COMPLETE THE FOLLOWING:
**a)** Give every section of the Residential Tenancies Act 1987 cited in the Street v Consumer, Trader and Tenancy Tribunal judgment.
**b)** On what date was the Street v Consumer, Trader and Tenancy Tribunal judgment heard?

SOURCE EXCERPT:

Street v Consumer, Trader and Tenancy Tribunal

Case

[2003] NSWSC 1109

28 November 2003

No judgment structure available for this case.

CITATION: Street v Consumer, Trader & Tenancy Tribunal & Anor [2003] NSWSC 1109
HEARING DATE(S): 26 November 2003
JUDGMENT DATE:
28 November 2003
JURISDICTION:
Common Law Division
Administrative Law List
JUDGMENT OF: Master Malpass
DECISION: The Summons is dismissed. The plaintiff is to pay the costs of the proceedings. The Exhibits may be returned.
CATCHWORDS: Jurisdiction of Tribunal - notice of termination - particulars of ground - what is required - alternative accommodation - no power to make such an order - Tribunal is to consider circumstances of the case and decide if it is appropriate to make an order.
LEGISLATION CITED: Consumer, Trader and Tenancy Tribunal Act 2001, s 67.
Residential Tenancies Act 1987, Part 5, s 57, s 63, s 64, s 64 (2) (b) and (c), s 64 (3),
s 66, s 85 (1) (d).
CASES CITED: Coulton v Holcombe (1986) 162 CLR 1.

PARTIES :

Susan Street (Plaintiff)
v
Consumer, Trader and Tenancy Tribunal (First Defendant)
New South Wales Land and Housing Corporation also known as The Department of Housing (Second Defendant)
FILE NUMBER(S): SC 30054 of 2003
COUNSEL: Craig Colborne (Plaintiff)
N/A (First Defendant)
Mr A Enright (Second Defendant)
SOLICITORS: Legal Aid Commission (Plaintiff)
I V Knight - Crown Solicitor - Submitting Appearance (First Defendant)
Legal Services Branch - NSW Department of Housing (Second Defendant)
LOWER COURTJURISDICTION: Consumer, Trader and Tenancy Tribunal
LOWER COURT FILE NUMBER(S):

RT02/62079

LOWER COURT
JUDICIAL OFFICER :
Kerrie Leotta, Member

      IN THE SUPREME COURT
      OF NEW SOUTH WALES
      COMMON LAW DIVISION
      ADMINISTRATIVE LAW LIST

      Master Malpass

      Friday 28 November 2003

      30054 of 2003 Susan Street v Consumer, Trader and Tenancy Tribunal & Anor

      JUDGMENT

1 MASTER: The plaintiff and the second defendant were parties to a Residential Tenancy Agreement (the agreement). Pursuant to the agreement, the plaintiff had agreed not to use the subject premises or cause or permit them to be used for any illegal purpose (the provisions).

Position annotation records:

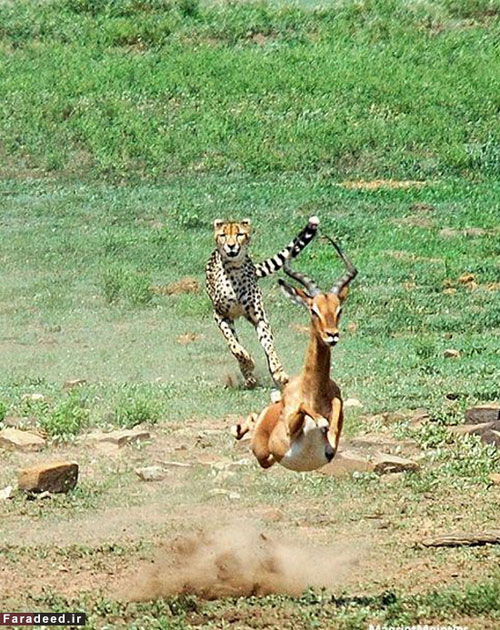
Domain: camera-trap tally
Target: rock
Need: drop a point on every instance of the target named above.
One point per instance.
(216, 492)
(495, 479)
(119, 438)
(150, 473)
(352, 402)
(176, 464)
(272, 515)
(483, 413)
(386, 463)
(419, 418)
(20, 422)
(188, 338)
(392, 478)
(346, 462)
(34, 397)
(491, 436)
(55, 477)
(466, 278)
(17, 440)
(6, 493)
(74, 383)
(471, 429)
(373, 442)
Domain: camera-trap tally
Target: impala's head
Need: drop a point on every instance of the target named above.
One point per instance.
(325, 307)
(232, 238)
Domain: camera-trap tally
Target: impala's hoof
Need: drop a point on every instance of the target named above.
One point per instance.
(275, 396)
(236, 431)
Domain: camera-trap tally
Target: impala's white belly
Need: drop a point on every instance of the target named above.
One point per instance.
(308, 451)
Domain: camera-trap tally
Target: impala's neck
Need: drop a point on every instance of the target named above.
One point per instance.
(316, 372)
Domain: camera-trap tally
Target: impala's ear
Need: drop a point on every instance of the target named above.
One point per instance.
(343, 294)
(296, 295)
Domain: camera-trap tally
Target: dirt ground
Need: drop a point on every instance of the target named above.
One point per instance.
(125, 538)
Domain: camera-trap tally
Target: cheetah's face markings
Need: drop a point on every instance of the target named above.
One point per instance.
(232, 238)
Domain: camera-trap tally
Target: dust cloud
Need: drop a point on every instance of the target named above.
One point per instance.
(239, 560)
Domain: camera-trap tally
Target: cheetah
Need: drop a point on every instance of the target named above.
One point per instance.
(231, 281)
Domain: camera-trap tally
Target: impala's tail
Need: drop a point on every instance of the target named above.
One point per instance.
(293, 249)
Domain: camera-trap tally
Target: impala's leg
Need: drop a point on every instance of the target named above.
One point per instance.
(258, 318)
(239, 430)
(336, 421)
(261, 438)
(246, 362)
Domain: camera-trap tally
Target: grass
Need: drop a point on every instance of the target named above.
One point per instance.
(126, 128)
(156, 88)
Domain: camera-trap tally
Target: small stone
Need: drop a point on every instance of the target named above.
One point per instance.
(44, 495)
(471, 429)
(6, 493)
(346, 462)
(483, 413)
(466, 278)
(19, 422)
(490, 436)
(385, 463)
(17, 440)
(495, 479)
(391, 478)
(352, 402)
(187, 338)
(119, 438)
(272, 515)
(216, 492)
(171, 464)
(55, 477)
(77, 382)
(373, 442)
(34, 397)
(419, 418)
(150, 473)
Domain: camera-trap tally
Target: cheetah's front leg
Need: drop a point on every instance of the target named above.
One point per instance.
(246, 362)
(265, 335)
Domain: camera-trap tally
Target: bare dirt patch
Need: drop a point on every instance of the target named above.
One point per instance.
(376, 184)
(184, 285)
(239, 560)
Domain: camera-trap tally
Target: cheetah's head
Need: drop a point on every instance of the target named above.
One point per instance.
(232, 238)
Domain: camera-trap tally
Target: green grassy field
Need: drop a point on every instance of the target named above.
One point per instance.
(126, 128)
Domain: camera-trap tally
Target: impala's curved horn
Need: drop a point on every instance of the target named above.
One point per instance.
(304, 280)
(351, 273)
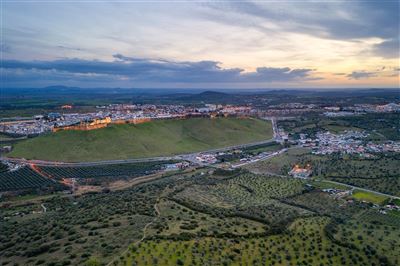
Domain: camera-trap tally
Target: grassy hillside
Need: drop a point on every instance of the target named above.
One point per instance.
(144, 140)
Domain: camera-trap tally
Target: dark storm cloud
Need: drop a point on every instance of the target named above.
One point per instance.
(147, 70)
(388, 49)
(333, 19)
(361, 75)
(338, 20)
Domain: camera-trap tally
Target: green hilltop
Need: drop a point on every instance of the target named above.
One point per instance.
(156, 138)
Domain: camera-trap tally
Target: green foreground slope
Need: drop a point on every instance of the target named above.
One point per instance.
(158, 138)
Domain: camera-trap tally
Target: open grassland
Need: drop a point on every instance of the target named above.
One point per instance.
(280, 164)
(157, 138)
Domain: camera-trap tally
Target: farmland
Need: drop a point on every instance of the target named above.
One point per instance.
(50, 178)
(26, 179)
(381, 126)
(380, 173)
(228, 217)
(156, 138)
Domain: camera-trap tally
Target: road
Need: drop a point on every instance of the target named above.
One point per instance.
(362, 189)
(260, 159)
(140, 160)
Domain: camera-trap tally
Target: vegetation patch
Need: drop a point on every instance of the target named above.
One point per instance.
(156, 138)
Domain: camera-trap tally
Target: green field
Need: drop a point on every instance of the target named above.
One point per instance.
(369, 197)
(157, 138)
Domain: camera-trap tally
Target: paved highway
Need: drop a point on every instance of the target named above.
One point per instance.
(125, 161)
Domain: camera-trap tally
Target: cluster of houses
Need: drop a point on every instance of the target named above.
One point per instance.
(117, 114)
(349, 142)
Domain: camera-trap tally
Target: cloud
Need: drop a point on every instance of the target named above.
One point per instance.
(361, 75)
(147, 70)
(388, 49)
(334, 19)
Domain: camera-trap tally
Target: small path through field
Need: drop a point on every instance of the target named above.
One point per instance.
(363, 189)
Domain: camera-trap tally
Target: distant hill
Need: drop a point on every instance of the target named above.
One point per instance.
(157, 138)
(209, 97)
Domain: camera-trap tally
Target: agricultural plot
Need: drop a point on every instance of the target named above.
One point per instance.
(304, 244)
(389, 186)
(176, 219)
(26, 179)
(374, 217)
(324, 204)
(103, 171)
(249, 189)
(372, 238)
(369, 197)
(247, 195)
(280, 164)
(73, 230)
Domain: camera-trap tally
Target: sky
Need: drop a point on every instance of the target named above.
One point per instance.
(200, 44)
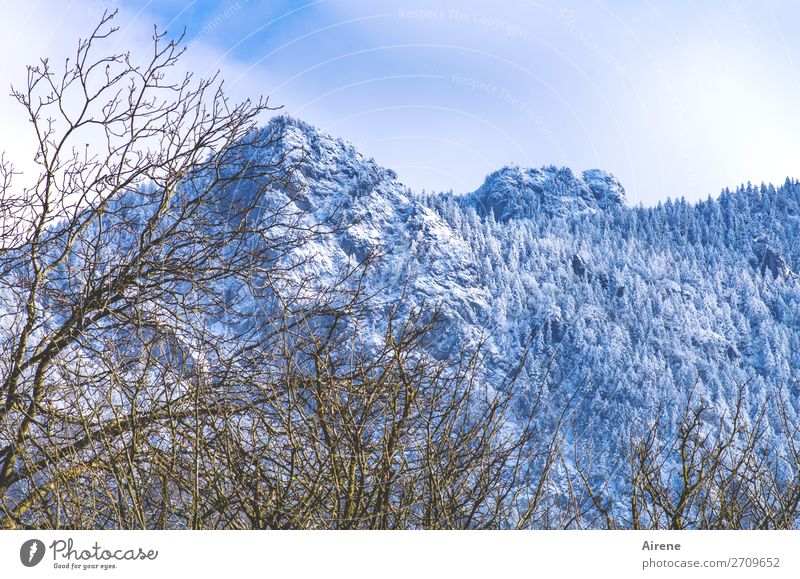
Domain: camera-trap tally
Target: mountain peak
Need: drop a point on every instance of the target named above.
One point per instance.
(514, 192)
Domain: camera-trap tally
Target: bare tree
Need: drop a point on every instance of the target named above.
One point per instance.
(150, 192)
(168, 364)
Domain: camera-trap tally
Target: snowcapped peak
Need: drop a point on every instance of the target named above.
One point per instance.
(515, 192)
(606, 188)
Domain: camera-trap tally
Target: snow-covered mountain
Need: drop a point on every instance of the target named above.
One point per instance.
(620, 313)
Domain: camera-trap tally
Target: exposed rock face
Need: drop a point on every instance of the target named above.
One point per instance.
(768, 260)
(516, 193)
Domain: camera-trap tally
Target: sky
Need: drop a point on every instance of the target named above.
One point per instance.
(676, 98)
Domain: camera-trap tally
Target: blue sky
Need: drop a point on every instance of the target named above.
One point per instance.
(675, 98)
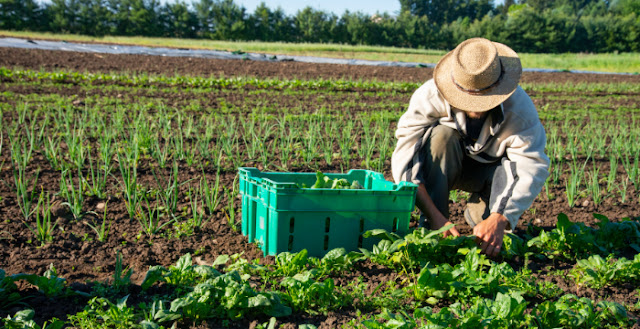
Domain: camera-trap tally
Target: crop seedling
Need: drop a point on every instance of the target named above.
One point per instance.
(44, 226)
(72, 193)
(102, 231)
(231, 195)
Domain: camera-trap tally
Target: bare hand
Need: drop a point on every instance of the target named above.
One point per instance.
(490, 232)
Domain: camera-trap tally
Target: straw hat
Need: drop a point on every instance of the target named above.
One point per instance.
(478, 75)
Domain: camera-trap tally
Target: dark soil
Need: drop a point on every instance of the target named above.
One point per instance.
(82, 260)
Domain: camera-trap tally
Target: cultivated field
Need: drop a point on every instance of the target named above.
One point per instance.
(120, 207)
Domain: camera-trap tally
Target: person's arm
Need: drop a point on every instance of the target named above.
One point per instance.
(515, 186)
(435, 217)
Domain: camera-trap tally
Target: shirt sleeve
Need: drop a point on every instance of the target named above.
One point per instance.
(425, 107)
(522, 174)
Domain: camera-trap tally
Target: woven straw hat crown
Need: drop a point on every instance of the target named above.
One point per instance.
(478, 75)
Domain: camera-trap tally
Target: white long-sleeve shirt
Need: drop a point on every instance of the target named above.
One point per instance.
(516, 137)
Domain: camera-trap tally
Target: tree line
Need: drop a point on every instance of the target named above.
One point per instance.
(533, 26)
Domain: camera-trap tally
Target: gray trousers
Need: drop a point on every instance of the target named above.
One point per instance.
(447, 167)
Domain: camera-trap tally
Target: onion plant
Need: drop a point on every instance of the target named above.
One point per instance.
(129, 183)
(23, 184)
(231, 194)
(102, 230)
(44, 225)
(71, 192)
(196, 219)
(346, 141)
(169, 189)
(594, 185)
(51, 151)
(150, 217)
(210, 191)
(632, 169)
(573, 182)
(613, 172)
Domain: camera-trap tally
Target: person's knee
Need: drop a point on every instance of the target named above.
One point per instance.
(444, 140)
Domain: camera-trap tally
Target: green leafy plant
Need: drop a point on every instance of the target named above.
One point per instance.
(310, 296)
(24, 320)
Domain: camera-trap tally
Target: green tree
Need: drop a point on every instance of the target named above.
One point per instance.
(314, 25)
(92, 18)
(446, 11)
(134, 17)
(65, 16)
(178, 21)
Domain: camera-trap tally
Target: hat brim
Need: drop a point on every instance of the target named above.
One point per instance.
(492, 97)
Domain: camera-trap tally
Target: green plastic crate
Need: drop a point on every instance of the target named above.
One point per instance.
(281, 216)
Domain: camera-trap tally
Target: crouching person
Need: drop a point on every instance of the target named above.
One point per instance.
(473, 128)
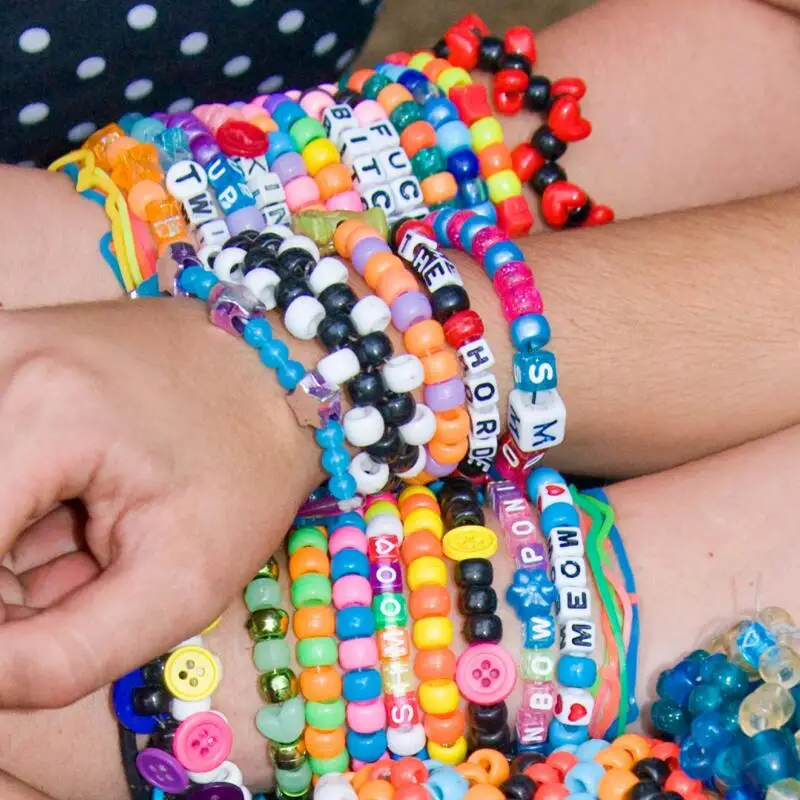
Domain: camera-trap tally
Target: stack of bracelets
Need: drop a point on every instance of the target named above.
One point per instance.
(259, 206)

ANSWERS:
**a)** s 57, s 63, s 64, s 64 (2) (b) and (c), s 64 (3), s 66, s 85 (1) (d)

**b)** 26 November 2003